TASK DIRECTIONS » Transcribe all the entries word for word, skipping the pictures.

Referring expression pointing data »
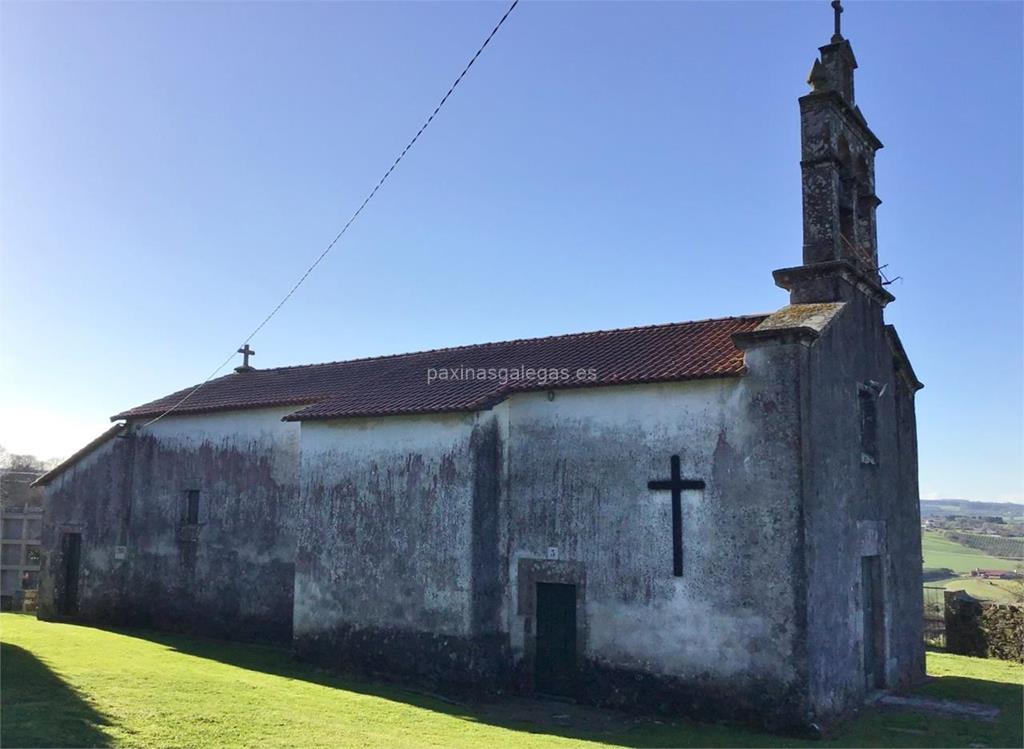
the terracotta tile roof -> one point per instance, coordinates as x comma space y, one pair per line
450, 379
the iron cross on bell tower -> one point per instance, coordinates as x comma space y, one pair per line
246, 351
838, 10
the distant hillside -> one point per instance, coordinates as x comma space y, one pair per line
933, 507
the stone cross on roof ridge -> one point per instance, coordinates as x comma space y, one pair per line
246, 351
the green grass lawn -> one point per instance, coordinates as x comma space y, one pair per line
71, 685
940, 551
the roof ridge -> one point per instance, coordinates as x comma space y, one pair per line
467, 346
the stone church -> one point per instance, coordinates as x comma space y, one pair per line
717, 517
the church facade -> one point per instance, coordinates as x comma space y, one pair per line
718, 517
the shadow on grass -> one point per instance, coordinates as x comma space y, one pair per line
538, 716
872, 727
40, 709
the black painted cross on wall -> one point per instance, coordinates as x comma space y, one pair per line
676, 485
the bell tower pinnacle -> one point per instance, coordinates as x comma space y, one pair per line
838, 171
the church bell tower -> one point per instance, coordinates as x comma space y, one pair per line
839, 199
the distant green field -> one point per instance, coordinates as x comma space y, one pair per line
998, 590
1006, 547
940, 551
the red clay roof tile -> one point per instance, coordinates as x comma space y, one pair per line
402, 383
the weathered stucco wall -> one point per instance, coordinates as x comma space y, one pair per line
722, 639
422, 539
398, 547
230, 574
855, 509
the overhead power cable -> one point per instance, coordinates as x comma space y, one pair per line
344, 229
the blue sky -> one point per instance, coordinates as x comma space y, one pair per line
168, 169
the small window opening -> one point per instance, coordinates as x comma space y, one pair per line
868, 400
192, 507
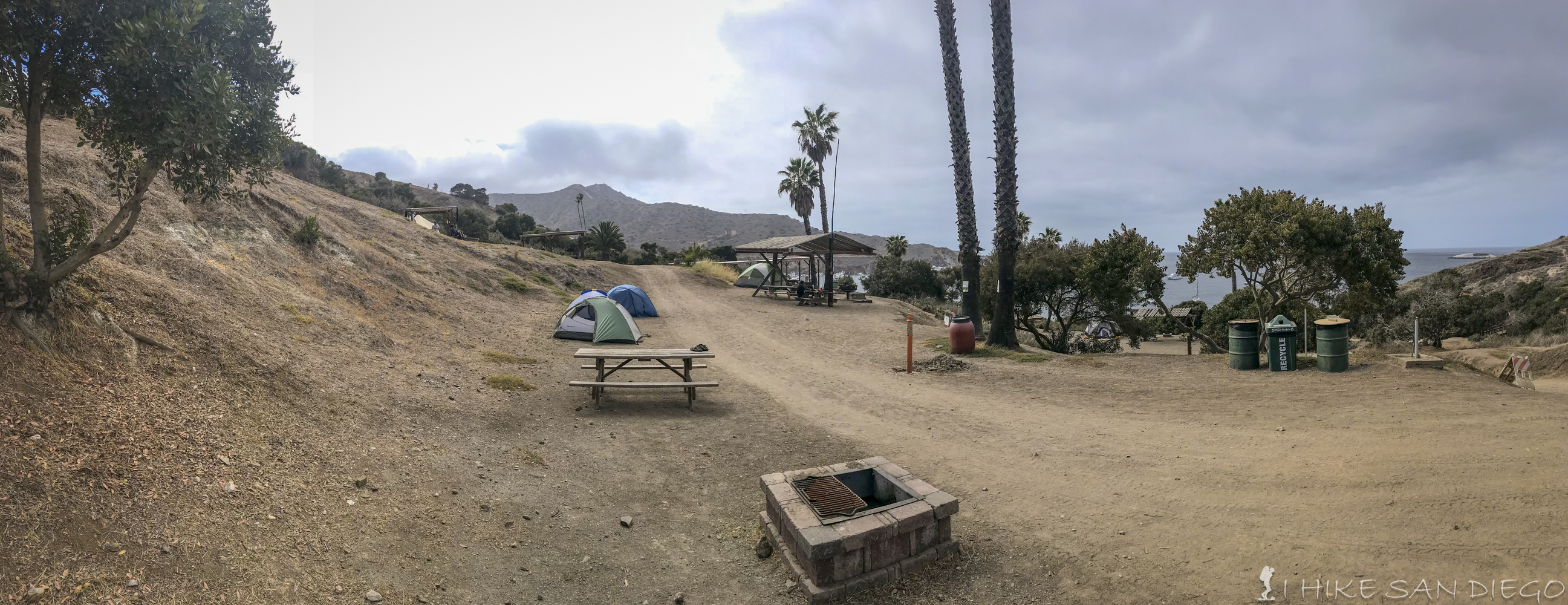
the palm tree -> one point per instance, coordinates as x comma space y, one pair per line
963, 179
606, 239
1006, 240
800, 178
816, 136
896, 247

ANSWER FOR THIS EXERCISE »
the terracotta tile roof -> one point per instance, coordinates as x comma space y, one pair per line
450, 379
the iron cross on bell tower -> one point per instance, coordinates as x comma space y, one pair per line
246, 351
838, 10
the distant hillside -> one point per instance, coordinates as x comma space y, one pair per line
933, 507
the stone cross on roof ridge -> one point per instance, coordinates as x comma space y, one pair per line
246, 351
the green grass lawn -> one point per instance, coordinates as x comma space y, one pair per line
71, 685
940, 551
the roof ridge -> one point per instance, coordinates as x comma space y, one pair per line
467, 346
the stone church -> one point per instance, coordinates as x comma space y, one pair per line
717, 517
the church facade -> one point per instance, coordinates as x comma space y, one pair per line
718, 517
the shadow on grass -> one point per instance, coordinates as x comma space y, one pair per line
538, 716
872, 727
40, 709
the black painted cross on wall -> one point per instance, coordinates as x comma space y, one pair per line
676, 485
the bell tower pinnacle -> one point per instance, coordinates as x comma space y, one pair per line
838, 171
the church bell tower -> one point per instance, coordinates as x comma space y, one pair per line
839, 199
the distant green field -> one point per instance, coordinates as x comma space y, one pair per line
998, 590
1006, 547
940, 551
the red clay roof tile -> one point per instance, coordinates as x comma space y, one pair per line
402, 383
the weathered stucco wall -> one point per instance, coordinates as x comma space y, one pair per line
722, 639
422, 539
398, 547
230, 574
855, 509
the overhead power cable -> one point per instance, coordinates as x comma space y, one pair per line
344, 229
the blue sky -> one point per instance, coordinates as x comma space y, one pair per line
168, 169
the small window opening -> one point per instance, coordinates as x comma space y, one pair per line
868, 400
192, 507
the palm tree -> one point per instance, coordinates as x comma space y, one pair per line
963, 179
606, 239
1006, 240
800, 178
816, 136
896, 247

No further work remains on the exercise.